Data records:
....

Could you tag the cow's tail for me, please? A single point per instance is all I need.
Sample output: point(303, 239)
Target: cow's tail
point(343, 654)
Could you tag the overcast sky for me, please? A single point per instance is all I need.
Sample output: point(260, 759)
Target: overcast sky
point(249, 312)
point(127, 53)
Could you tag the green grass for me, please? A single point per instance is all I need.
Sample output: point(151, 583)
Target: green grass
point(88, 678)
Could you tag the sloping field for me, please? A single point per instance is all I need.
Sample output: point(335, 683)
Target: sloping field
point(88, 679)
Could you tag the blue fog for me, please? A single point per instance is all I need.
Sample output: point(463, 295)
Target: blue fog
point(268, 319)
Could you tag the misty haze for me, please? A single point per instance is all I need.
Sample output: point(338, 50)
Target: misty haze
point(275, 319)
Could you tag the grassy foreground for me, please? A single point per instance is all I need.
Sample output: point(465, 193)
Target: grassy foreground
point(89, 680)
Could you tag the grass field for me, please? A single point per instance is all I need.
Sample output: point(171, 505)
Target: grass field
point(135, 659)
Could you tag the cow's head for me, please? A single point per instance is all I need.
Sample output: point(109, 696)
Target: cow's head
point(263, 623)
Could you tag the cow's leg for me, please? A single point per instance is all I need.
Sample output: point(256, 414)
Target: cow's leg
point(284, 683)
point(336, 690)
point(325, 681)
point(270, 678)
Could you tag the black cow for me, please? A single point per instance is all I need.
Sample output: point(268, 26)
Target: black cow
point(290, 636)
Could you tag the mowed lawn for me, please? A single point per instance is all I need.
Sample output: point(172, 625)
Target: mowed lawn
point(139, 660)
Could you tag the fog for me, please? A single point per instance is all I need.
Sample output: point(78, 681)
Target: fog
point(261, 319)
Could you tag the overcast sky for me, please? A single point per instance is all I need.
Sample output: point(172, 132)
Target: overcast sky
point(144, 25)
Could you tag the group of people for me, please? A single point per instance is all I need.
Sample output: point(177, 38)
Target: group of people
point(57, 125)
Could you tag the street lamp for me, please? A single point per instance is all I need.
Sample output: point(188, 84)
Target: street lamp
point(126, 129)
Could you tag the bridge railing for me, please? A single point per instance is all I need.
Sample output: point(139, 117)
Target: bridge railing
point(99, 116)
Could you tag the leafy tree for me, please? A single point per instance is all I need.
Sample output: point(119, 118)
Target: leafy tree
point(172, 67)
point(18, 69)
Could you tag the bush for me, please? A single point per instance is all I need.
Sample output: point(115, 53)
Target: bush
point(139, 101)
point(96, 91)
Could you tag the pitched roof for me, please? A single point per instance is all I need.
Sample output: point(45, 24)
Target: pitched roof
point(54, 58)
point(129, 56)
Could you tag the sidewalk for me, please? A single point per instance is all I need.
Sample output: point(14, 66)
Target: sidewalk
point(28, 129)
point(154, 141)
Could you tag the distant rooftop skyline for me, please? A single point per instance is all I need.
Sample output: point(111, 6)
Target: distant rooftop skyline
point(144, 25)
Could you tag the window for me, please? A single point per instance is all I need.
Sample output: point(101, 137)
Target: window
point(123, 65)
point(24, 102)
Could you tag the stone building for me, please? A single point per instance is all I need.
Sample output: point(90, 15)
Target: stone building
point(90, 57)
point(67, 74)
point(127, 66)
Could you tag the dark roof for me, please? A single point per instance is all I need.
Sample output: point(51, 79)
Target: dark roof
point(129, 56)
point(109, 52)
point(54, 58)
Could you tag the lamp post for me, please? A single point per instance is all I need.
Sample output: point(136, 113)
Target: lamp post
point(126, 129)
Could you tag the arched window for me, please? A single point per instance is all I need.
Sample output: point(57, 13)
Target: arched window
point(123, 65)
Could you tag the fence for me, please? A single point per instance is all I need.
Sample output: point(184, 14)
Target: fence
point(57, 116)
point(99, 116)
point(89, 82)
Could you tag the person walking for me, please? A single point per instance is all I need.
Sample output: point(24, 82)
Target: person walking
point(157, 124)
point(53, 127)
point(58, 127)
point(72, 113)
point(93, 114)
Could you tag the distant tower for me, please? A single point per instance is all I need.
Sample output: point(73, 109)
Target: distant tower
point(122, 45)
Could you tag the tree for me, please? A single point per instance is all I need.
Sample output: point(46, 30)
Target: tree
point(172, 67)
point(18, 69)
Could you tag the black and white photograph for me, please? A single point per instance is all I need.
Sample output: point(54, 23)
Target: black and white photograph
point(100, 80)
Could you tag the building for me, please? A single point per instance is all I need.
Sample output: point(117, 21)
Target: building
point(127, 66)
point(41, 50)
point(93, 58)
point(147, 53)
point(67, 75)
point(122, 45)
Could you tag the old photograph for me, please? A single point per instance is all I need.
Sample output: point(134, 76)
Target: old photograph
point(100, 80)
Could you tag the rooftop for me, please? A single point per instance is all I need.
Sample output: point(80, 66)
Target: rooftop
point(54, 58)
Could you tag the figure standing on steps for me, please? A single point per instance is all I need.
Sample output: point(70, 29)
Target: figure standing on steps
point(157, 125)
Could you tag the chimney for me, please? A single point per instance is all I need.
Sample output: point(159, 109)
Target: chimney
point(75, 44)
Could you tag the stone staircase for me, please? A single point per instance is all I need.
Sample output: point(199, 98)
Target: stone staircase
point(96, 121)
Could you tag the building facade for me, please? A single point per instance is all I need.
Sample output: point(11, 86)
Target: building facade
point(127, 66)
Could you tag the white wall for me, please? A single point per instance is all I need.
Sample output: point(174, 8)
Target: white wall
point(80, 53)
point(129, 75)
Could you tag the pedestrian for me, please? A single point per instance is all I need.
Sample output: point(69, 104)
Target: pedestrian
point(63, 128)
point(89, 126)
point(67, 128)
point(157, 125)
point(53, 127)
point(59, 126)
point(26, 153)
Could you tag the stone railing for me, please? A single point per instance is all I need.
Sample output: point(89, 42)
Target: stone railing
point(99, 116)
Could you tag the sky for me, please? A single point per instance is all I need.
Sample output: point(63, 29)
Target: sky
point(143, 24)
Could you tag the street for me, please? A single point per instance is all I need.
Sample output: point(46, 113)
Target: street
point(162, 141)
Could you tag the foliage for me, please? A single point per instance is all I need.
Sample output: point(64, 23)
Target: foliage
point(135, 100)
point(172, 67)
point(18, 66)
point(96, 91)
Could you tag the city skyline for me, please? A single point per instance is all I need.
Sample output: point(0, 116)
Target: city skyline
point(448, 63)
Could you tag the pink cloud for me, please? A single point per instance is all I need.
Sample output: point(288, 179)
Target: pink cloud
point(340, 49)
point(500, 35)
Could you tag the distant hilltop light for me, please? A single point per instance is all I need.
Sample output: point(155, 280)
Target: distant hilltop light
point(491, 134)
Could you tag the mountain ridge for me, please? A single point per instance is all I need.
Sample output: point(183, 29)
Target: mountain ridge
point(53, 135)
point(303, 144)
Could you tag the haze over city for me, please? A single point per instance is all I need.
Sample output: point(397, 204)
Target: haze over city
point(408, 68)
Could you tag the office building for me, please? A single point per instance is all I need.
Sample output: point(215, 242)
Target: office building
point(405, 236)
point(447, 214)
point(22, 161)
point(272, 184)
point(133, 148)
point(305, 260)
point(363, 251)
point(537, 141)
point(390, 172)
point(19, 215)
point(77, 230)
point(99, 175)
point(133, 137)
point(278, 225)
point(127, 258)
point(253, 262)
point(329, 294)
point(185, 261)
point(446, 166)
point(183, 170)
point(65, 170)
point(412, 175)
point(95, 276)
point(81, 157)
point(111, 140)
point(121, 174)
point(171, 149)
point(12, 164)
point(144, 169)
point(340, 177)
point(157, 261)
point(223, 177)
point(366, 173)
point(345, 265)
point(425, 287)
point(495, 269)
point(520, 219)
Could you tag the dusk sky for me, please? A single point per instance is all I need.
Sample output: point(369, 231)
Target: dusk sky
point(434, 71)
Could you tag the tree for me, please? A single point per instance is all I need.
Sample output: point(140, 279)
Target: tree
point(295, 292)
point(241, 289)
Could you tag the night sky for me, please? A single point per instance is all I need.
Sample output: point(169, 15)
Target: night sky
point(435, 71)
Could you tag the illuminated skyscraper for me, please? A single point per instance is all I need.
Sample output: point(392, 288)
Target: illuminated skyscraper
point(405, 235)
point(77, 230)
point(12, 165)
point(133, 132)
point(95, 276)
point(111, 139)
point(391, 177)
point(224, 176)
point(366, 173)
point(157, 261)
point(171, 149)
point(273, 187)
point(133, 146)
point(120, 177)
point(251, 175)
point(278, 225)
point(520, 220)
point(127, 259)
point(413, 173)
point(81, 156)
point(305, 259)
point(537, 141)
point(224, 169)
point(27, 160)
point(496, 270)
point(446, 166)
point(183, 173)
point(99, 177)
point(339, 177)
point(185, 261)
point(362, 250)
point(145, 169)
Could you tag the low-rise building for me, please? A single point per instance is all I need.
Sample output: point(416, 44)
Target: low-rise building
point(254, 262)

....

WRITTEN PROBLEM: Copy out word for word the stretch from the start of the entries through the line that contains "point(263, 623)".

FINISHED TASK:
Could you tag the cow's tail for me, please? A single point per instance is all I need.
Sample output: point(303, 239)
Target: cow's tail
point(343, 654)
Could you tag the overcast sky for me, please? A single point per instance is all I need.
Sample output: point(260, 759)
Target: overcast sky
point(249, 312)
point(127, 53)
Could you tag the green grass for me, please? A single point per instance is all I need.
Sample output: point(151, 583)
Target: green grass
point(88, 678)
Could you tag the sloping field for me, please? A single point per instance is all I need.
Sample output: point(335, 683)
Target: sloping field
point(88, 679)
Could you tag the blue fog for me, please? A single point per instance is all I need.
Sample output: point(463, 295)
Target: blue fog
point(268, 319)
Could you tag the misty haze for me, please? A single point per instance is all I need.
Sample output: point(338, 50)
Target: misty haze
point(275, 319)
Could you tag the grassy foreground for me, please? A single point per instance is all I need.
Sample output: point(465, 193)
Target: grassy foreground
point(89, 680)
Could you tag the grass field for me, please? A single point per instance is all I need.
Sample output: point(171, 505)
Target: grass field
point(135, 659)
Could you tag the cow's head for me, please? A single point per instance is all I need.
Sample output: point(109, 696)
Target: cow's head
point(263, 623)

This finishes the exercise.